[Text-to-region grounding data]

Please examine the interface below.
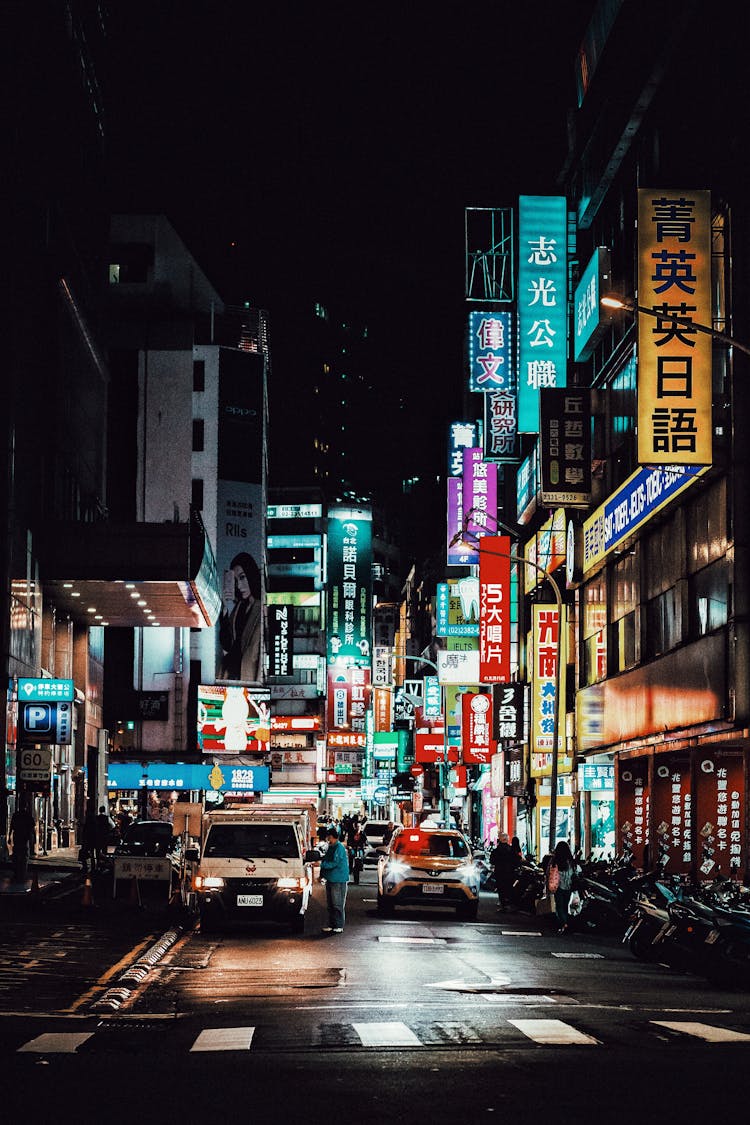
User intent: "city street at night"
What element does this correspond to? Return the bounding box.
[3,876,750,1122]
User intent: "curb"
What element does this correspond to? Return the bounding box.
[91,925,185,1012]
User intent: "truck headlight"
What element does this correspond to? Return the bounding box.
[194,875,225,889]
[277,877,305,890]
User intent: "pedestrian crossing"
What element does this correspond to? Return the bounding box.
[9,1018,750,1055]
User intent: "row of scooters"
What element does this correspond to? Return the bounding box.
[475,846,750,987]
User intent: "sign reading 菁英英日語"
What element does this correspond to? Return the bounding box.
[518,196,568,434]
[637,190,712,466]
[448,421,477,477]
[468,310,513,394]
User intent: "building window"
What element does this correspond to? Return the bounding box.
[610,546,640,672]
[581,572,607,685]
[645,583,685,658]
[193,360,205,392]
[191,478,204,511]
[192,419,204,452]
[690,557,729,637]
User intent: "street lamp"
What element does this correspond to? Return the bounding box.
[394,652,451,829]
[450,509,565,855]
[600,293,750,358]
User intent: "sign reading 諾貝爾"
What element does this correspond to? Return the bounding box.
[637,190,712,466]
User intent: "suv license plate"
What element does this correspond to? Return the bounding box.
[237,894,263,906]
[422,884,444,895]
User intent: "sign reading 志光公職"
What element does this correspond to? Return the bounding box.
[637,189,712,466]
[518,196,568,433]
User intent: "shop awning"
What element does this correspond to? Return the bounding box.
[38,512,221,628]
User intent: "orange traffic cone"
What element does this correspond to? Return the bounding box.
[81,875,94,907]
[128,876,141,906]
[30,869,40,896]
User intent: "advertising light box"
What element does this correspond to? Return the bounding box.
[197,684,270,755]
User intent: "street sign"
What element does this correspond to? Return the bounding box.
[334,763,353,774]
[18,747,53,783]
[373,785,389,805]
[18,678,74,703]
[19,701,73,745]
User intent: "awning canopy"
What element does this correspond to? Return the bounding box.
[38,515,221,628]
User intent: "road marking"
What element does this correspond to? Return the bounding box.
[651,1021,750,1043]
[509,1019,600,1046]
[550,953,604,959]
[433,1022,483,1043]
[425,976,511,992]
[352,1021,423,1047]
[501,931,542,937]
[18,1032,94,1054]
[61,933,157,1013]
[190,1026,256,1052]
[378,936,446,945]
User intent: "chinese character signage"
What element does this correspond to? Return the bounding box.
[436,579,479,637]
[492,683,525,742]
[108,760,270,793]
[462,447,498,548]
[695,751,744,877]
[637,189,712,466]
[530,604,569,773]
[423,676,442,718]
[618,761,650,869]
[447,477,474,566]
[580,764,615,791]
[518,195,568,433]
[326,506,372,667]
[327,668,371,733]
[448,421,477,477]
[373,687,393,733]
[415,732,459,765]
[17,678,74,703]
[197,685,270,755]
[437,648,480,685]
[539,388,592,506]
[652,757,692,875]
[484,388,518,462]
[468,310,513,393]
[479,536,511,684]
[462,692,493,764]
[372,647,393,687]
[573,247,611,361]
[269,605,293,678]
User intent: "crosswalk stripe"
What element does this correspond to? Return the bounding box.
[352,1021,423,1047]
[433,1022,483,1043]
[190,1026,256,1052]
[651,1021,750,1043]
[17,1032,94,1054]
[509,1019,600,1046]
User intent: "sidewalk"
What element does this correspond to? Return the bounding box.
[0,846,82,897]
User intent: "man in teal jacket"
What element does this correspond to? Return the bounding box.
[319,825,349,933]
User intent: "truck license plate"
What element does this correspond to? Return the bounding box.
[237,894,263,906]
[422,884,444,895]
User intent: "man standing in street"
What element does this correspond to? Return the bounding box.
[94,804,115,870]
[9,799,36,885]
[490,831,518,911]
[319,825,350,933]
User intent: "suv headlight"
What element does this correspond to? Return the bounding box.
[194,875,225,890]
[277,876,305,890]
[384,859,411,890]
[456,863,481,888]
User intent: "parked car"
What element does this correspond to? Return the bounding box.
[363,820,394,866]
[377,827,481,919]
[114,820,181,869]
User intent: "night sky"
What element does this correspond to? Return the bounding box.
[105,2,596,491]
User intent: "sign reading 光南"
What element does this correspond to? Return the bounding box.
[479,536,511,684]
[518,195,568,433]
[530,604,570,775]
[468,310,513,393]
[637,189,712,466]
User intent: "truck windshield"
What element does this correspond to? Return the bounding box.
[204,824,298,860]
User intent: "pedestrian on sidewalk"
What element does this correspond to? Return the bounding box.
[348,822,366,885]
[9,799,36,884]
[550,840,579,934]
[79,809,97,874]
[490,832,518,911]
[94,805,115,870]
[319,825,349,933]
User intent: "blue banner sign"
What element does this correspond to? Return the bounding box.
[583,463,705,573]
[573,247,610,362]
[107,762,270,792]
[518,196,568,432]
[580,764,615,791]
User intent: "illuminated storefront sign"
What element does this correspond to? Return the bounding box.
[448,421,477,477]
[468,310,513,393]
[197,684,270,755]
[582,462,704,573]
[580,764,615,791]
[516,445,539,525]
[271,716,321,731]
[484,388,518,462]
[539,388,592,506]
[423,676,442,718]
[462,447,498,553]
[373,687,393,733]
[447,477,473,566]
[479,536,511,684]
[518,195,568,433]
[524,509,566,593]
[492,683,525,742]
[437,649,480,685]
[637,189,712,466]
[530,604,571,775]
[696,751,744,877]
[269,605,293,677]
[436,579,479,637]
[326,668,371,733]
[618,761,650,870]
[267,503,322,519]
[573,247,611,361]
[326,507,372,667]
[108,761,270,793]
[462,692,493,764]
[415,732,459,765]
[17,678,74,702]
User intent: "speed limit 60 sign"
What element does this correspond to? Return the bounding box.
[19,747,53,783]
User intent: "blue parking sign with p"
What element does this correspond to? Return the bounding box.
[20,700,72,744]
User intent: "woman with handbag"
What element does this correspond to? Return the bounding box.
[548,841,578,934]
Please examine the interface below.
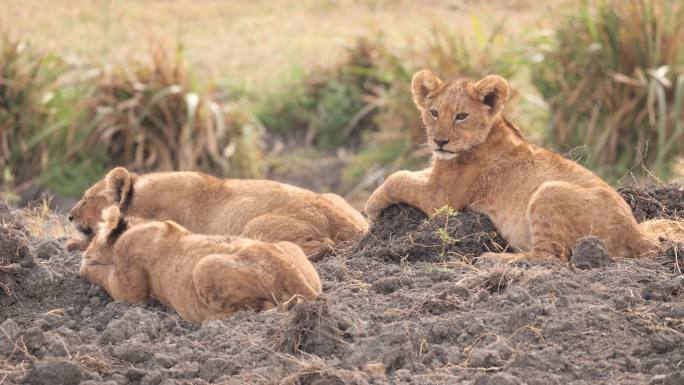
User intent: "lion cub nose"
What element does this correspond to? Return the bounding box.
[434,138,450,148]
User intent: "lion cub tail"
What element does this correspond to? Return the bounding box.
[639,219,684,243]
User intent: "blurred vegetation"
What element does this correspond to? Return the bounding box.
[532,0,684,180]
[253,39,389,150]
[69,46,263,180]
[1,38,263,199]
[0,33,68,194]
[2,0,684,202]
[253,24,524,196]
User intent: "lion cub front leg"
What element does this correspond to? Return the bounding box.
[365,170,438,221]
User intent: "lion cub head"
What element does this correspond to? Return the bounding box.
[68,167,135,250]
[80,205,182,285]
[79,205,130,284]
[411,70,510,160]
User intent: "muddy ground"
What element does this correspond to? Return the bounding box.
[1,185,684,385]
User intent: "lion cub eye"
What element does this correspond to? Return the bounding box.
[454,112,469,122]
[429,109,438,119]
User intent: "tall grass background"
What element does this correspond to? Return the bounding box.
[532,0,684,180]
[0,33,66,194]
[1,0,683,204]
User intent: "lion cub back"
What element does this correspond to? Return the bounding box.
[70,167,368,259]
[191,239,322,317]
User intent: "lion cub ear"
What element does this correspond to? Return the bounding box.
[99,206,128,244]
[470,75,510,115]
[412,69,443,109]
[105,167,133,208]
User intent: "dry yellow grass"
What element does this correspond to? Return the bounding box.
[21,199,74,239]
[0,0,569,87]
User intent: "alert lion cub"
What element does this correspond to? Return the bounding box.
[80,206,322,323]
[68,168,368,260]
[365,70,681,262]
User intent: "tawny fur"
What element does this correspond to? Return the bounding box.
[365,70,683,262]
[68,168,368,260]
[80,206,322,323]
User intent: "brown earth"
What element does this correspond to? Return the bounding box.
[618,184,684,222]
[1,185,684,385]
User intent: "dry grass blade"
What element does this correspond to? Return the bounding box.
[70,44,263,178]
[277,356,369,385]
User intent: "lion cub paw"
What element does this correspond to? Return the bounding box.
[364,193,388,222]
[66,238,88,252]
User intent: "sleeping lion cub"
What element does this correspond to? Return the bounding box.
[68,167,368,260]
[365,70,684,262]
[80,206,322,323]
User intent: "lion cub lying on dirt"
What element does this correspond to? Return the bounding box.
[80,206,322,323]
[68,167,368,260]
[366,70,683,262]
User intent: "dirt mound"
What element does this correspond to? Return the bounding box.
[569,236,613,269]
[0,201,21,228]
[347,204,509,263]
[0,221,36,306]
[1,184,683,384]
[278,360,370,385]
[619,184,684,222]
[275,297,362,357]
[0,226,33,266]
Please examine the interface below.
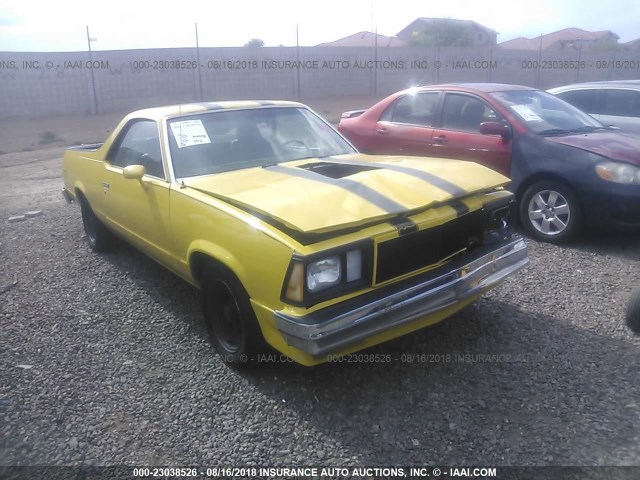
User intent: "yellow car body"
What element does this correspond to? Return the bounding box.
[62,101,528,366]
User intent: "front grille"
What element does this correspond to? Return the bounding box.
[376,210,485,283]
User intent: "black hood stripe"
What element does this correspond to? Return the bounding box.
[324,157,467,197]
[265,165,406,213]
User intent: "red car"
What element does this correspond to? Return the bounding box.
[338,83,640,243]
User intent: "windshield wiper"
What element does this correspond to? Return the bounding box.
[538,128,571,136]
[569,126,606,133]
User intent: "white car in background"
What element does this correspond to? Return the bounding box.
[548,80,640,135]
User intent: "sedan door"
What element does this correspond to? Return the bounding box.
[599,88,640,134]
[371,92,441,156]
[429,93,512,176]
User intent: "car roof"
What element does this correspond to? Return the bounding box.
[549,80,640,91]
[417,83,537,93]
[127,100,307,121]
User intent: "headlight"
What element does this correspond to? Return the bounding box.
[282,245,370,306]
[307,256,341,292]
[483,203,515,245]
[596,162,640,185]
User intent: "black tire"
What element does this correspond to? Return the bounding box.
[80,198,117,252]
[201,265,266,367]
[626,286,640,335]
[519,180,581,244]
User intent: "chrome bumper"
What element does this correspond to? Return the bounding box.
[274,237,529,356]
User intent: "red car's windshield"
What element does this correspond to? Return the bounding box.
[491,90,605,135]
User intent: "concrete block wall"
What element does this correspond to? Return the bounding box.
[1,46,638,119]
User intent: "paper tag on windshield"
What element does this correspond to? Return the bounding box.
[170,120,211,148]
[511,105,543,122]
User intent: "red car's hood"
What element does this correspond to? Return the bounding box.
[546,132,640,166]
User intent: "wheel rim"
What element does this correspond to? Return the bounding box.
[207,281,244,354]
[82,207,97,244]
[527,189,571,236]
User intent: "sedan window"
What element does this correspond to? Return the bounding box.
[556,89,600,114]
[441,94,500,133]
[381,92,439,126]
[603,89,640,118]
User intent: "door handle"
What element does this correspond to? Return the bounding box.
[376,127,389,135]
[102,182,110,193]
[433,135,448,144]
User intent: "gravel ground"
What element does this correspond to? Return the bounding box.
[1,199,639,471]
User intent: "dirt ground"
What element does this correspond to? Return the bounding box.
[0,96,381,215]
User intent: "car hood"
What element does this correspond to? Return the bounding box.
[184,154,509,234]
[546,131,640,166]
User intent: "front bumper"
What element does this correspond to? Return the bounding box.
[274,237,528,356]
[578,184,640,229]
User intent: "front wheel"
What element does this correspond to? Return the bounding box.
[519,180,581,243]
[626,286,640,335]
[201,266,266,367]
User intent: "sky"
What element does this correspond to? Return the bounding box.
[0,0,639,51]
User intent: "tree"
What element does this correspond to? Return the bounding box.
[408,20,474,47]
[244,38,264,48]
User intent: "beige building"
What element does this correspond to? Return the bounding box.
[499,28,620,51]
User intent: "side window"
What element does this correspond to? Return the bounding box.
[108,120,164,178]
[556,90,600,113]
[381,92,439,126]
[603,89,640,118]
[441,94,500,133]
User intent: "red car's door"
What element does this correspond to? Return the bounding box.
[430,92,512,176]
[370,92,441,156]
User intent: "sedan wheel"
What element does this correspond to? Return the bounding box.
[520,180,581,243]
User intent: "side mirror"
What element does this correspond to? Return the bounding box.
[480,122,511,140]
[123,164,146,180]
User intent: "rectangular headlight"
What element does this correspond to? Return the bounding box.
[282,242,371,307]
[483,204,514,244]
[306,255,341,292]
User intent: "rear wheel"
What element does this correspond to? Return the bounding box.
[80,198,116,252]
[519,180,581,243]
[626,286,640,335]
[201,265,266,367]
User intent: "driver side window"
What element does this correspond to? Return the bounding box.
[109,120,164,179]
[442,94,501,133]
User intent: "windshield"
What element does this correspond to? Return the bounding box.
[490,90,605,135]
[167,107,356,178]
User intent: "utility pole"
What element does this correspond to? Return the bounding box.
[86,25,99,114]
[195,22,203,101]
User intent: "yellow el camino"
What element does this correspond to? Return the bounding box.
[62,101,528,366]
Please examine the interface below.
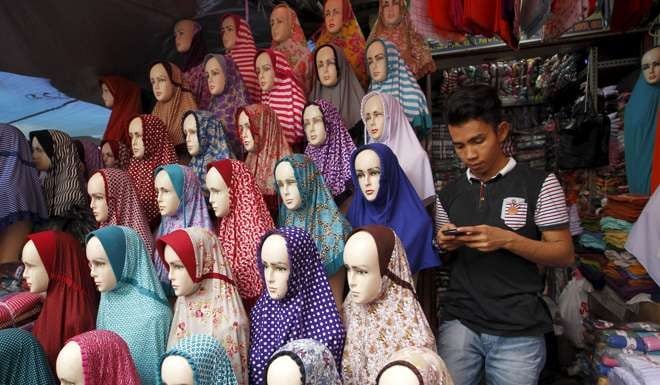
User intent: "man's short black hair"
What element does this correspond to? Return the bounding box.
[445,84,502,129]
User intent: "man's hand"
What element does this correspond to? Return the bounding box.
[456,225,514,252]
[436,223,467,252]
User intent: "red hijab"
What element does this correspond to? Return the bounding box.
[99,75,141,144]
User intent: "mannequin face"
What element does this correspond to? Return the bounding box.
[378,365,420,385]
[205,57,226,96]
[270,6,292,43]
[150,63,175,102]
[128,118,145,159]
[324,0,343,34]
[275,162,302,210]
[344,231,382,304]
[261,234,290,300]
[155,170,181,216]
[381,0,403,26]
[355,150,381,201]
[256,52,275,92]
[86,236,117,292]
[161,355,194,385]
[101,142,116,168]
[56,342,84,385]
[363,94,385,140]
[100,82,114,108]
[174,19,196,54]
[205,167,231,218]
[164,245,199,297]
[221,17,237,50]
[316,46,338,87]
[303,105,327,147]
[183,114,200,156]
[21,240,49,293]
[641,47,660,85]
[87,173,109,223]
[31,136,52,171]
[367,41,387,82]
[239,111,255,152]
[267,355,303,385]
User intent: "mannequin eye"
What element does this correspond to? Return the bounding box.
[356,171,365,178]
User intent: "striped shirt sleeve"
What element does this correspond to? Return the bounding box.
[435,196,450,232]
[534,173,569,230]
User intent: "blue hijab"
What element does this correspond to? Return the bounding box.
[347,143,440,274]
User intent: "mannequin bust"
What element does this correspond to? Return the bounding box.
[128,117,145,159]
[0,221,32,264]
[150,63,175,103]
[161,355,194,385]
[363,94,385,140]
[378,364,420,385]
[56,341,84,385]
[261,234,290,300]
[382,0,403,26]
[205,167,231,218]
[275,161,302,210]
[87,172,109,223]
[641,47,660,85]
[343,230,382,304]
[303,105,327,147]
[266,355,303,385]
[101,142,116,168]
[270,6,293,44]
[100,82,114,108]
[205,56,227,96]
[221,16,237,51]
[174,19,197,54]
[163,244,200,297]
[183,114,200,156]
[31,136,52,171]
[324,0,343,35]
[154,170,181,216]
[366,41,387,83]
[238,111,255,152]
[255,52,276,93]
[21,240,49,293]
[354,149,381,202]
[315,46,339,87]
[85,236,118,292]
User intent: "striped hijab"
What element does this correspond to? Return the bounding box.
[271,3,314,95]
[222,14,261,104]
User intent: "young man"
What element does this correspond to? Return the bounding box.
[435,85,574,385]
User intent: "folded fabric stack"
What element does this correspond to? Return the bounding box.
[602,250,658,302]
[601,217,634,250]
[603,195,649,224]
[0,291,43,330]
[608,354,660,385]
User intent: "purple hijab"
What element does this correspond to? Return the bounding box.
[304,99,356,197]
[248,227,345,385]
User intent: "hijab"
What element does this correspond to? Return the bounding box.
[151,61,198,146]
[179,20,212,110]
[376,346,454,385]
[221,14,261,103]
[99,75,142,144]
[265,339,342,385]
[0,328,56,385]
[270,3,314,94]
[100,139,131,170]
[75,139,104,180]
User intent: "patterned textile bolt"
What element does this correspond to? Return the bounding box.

*TASK REQUIREMENTS*. Please state how many lines in the entries above include the word "license", giving only the number.

*WRITTEN ANSWER*. 2